-- Begin THE DATA --

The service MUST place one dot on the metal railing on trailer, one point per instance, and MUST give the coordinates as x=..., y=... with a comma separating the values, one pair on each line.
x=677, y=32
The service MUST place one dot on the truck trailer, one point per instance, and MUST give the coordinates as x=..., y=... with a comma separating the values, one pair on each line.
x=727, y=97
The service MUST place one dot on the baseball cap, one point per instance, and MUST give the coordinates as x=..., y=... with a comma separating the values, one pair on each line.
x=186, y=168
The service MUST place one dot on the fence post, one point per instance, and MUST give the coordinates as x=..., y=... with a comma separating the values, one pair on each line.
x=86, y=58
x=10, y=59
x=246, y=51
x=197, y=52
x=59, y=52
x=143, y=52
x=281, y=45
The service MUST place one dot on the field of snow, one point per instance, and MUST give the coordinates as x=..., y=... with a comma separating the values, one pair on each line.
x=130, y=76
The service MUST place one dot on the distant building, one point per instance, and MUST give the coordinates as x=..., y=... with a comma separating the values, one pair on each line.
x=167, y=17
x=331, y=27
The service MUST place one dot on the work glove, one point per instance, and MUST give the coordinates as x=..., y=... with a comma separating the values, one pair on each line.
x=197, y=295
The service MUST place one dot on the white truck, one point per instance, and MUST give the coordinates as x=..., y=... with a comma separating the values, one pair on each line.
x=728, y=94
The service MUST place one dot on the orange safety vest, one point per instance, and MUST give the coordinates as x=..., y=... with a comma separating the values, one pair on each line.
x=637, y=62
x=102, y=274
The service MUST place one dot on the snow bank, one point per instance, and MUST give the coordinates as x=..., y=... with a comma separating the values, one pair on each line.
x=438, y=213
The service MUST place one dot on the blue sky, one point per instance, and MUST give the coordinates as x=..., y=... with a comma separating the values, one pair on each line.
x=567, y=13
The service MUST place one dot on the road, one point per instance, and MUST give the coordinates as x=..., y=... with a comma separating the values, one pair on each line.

-- End THE DATA --

Can you copy out, word for word, the lines from the one containing "The service MUST place one dot on the blue" through the final line, including both?

The service MUST place one dot on the blue sky, one point per instance, and MUST give the coordinates as x=..., y=... with a comma separating the values, one pair on each line.
x=567, y=13
The service MUST place one dot on the road, one point per instance, and MUST give the coordinates as x=..., y=... with a comma separating the values, one pair on each line.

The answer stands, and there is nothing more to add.